__Supplied material__:
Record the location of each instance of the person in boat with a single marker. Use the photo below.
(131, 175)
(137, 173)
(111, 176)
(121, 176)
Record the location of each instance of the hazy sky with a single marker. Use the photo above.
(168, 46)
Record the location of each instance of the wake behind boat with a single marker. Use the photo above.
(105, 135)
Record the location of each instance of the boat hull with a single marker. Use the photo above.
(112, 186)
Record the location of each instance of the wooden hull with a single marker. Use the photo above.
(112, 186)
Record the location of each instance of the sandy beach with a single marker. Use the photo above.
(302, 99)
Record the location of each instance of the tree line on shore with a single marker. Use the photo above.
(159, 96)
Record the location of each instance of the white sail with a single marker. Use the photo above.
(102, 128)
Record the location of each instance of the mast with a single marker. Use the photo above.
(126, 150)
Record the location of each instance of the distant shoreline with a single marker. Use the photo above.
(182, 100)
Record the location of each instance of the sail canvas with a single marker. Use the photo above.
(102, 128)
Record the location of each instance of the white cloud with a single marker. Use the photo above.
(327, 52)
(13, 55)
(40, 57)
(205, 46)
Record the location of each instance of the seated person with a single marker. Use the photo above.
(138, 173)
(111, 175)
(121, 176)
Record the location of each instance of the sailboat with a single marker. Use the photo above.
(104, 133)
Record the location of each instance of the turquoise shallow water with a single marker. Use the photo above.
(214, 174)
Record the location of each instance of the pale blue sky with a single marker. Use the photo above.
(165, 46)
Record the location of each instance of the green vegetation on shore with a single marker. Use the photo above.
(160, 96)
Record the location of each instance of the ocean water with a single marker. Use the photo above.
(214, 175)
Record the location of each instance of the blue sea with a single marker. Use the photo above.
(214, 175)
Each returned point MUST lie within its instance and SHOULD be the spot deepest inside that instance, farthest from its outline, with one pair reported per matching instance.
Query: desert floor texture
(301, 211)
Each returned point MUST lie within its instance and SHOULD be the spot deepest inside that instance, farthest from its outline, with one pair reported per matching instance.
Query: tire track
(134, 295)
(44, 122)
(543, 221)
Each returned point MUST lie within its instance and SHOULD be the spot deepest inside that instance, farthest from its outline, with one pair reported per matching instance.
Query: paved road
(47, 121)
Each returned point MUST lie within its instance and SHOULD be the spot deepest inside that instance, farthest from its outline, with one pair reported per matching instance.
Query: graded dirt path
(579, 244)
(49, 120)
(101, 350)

__Goal of the exercise__: Write out only those lines that fall between the one containing "Query: tire track" and the end of the entries, the first and last included, exactly as they read.

__Exercise result__:
Query: tire track
(134, 295)
(44, 122)
(543, 221)
Each returned point MUST lie within its instance and SHOULD be the spot deepest inside that instance, farthest from its outline, with one pair reported per matching instance.
Query: paved road
(47, 121)
Each returned point MUST lie within its instance and SHOULD be the spot deepest inside that instance, farthest from its outline, with one pair reported per matching instance.
Query: graded dirt path
(579, 244)
(49, 120)
(101, 350)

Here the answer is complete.